◆ **REQUIRED WORK**
Print the following listing line for line, with no changes.

◆ **Records from a dataset**
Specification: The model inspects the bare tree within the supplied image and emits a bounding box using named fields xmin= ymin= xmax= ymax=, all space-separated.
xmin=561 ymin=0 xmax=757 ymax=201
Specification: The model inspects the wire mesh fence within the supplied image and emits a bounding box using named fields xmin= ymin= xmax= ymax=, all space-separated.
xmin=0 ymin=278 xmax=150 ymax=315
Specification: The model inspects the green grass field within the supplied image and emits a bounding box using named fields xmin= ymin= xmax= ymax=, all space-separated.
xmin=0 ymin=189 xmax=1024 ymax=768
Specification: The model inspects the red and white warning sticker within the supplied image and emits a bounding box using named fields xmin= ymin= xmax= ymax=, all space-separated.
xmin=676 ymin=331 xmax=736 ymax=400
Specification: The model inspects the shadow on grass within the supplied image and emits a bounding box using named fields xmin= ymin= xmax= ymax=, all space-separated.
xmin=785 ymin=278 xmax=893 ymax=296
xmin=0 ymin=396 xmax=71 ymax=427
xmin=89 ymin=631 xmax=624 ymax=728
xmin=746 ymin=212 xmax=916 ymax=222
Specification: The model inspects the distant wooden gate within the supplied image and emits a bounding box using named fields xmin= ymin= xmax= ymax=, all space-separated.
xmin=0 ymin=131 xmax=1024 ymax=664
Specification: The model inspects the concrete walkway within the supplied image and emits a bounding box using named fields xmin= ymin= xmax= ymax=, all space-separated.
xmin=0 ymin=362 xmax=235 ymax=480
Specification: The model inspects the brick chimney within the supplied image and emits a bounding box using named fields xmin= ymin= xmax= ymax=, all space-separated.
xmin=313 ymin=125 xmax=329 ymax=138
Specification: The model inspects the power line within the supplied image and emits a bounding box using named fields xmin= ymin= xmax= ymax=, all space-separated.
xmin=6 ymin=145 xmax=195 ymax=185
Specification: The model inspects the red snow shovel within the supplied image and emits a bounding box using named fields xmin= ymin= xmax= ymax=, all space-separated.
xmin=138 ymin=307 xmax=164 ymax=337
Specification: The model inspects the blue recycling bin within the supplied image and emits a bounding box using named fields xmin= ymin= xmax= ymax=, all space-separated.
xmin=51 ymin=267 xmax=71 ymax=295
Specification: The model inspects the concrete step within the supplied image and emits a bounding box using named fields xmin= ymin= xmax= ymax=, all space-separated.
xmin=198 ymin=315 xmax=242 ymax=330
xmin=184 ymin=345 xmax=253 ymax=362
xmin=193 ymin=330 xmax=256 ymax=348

◆ **RESULT OF THE EXERCISE**
Specification: The model inspects the bare tree within the supplied image and emits a bounding box using named fields xmin= ymin= xmax= ymax=, all space-separated.
xmin=561 ymin=0 xmax=757 ymax=201
Specification: The model inspects the wire mesh fence within the supplied image and emits a bounding box using named fields xmin= ymin= xmax= ymax=, all space-separated.
xmin=0 ymin=278 xmax=150 ymax=315
Specification: The model inspects the green grass field within the supplied image and emits a bounding box using named fields xmin= ymin= xmax= ymax=, all space-separated.
xmin=0 ymin=189 xmax=1024 ymax=768
Specification: The model inspects the red and white warning sticker within the supplied image and emits a bounding box using named fields xmin= ymin= xmax= ymax=, all space-separated.
xmin=676 ymin=331 xmax=736 ymax=400
Specification: The model inspects the shadow on grass within the supplied image and emits a bounding box using named fields xmin= ymin= xmax= ymax=, all space-separated.
xmin=785 ymin=278 xmax=893 ymax=296
xmin=0 ymin=396 xmax=71 ymax=427
xmin=89 ymin=631 xmax=624 ymax=728
xmin=746 ymin=212 xmax=916 ymax=222
Specification: The model inspects the distant wooden gate within the supplied image and emits a bounding box using named fields xmin= ymin= xmax= ymax=, all space-separated.
xmin=0 ymin=131 xmax=1024 ymax=664
Specification: The model inspects the concrete walkway within the supplied image and emits a bounding box using named fields xmin= ymin= xmax= ymax=, all space-separated.
xmin=0 ymin=362 xmax=235 ymax=480
Specification: The model inspects the brick chimney within the supplied image and emits a bounding box using named fields xmin= ymin= xmax= ymax=, all space-separated.
xmin=313 ymin=125 xmax=329 ymax=138
Specification: The model inspects the power line within the supplied image and emits a bounding box using named fields xmin= ymin= xmax= ymax=, all space-separated.
xmin=6 ymin=145 xmax=195 ymax=185
Specification: The model inspects the red snow shovel within the supplied image and emits a bounding box using named fields xmin= ymin= xmax= ymax=, all space-separated.
xmin=138 ymin=307 xmax=164 ymax=337
Specification: The model inspects the blue recycling bin within the supplied image and emits a bounding box using named fields xmin= ymin= xmax= ymax=, all space-separated.
xmin=51 ymin=267 xmax=71 ymax=295
Specification: The model inspects the concrete step within the supplied image and emits a bounding box using named fields xmin= ymin= xmax= ymax=, all space-separated.
xmin=198 ymin=315 xmax=242 ymax=330
xmin=184 ymin=345 xmax=253 ymax=362
xmin=193 ymin=330 xmax=256 ymax=348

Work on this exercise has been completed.